#### [Direction]
Starting at the line containing "Where can the church steeple" and ending at the end of the records, write out every line again, scaling each point coordinate in the answers by 1.45 and rounding to whole numbers, with halves rounded up. Keep every other line and number unchanged.

^^^^^^^^^^^^^^^^

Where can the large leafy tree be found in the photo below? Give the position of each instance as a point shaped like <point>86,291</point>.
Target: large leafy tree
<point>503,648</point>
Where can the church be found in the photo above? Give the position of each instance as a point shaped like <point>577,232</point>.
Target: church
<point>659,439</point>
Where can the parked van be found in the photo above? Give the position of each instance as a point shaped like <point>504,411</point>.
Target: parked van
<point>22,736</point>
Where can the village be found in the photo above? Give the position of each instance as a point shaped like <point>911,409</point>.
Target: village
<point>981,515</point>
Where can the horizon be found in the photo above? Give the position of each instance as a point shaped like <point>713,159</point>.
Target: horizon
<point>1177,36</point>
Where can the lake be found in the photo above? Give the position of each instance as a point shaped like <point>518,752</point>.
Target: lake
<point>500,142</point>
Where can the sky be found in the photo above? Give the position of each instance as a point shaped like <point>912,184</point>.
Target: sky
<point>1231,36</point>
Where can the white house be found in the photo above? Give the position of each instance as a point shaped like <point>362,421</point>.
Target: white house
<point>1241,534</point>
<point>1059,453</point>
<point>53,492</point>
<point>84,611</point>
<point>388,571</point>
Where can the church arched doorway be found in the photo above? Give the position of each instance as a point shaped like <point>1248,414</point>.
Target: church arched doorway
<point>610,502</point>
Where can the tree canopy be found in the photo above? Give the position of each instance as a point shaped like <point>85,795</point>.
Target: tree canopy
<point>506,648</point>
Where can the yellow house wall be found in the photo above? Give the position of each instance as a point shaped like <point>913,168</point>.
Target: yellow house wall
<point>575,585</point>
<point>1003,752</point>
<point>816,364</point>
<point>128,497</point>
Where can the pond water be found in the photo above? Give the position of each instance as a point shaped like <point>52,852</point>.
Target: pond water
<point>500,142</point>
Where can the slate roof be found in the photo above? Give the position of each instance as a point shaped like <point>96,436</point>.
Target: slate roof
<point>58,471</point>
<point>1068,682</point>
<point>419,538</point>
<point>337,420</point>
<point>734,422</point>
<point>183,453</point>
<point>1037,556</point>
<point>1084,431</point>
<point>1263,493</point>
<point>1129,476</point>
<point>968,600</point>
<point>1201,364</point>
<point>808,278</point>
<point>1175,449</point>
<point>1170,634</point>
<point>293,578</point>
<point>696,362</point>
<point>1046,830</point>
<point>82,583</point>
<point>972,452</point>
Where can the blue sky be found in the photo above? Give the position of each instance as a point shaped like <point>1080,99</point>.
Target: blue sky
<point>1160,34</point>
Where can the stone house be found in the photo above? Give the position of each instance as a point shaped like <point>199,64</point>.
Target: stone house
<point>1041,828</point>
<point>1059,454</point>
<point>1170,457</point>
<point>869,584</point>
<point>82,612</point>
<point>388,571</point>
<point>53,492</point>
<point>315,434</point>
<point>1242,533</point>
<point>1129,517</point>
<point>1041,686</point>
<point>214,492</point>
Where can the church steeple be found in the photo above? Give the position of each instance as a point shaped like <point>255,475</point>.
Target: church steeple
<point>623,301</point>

^^^^^^^^^^^^^^^^

#### [Answer to this problem]
Where can the church steeple be found in the photo above? Give the position of each instance as a point shaped like <point>255,475</point>.
Target: church steeple
<point>903,436</point>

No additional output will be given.